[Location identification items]
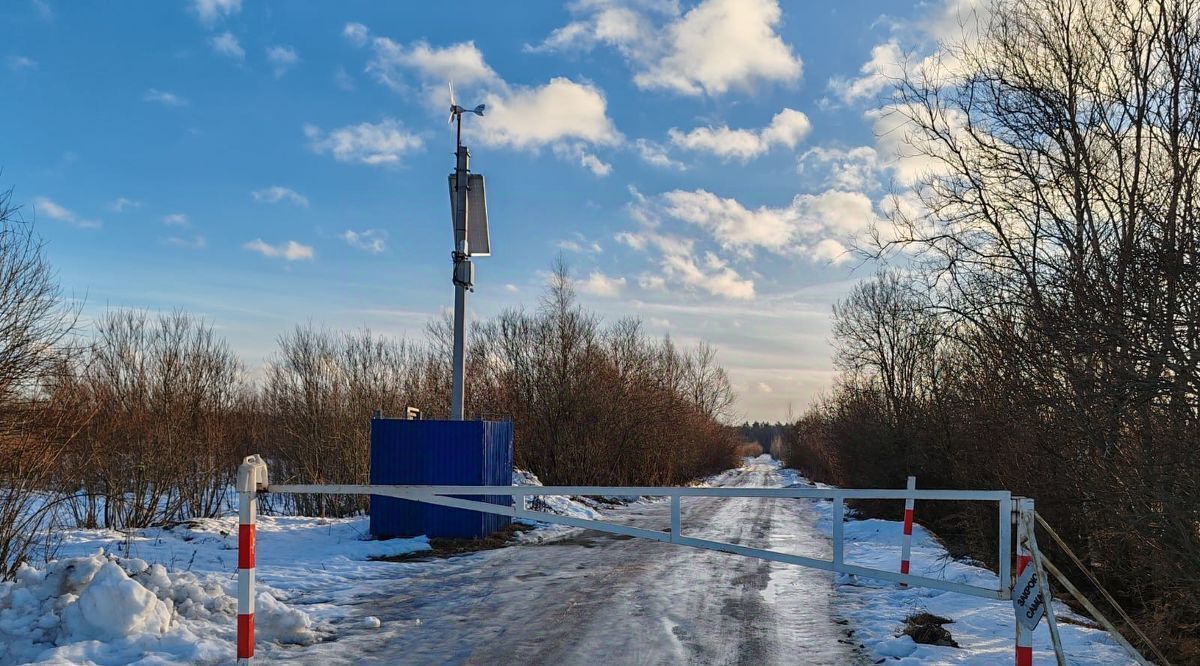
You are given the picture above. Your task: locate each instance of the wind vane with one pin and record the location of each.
(468, 208)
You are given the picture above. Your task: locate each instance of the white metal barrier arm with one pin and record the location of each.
(441, 496)
(651, 491)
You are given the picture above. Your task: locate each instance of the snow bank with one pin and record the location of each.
(557, 504)
(168, 595)
(99, 610)
(983, 629)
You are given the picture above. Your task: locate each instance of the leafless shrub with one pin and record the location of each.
(1056, 239)
(35, 324)
(154, 395)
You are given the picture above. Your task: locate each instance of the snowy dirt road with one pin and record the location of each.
(593, 598)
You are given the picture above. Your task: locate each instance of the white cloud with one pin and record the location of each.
(829, 250)
(282, 58)
(579, 153)
(600, 285)
(721, 45)
(195, 243)
(856, 168)
(595, 165)
(357, 34)
(655, 155)
(163, 97)
(461, 63)
(905, 151)
(529, 118)
(819, 226)
(47, 207)
(367, 143)
(730, 223)
(712, 275)
(678, 264)
(21, 63)
(372, 240)
(226, 43)
(714, 47)
(877, 73)
(565, 115)
(277, 193)
(210, 11)
(787, 127)
(291, 251)
(121, 204)
(581, 245)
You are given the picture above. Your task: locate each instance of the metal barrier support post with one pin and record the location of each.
(839, 535)
(676, 520)
(1024, 558)
(251, 478)
(906, 540)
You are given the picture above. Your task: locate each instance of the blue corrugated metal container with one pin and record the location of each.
(438, 453)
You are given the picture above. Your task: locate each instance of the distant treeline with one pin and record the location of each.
(141, 418)
(1042, 333)
(768, 437)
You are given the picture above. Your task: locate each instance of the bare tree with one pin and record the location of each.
(35, 324)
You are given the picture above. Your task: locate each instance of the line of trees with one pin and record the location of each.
(141, 419)
(1043, 331)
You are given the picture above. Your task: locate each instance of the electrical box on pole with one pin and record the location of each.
(468, 214)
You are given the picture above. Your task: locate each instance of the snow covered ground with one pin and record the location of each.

— Task objective —
Copy the records word for word, starting with the line that contains "of the electrical" and going on through the end of the records.

— Task response —
You are given the picture above. Your task: locate each instance of the electrical box on pole with one pin and record the location of each.
(468, 214)
You are given the picture above. Your task: locate each instance of the snow covered ground with one pin and record the location of each.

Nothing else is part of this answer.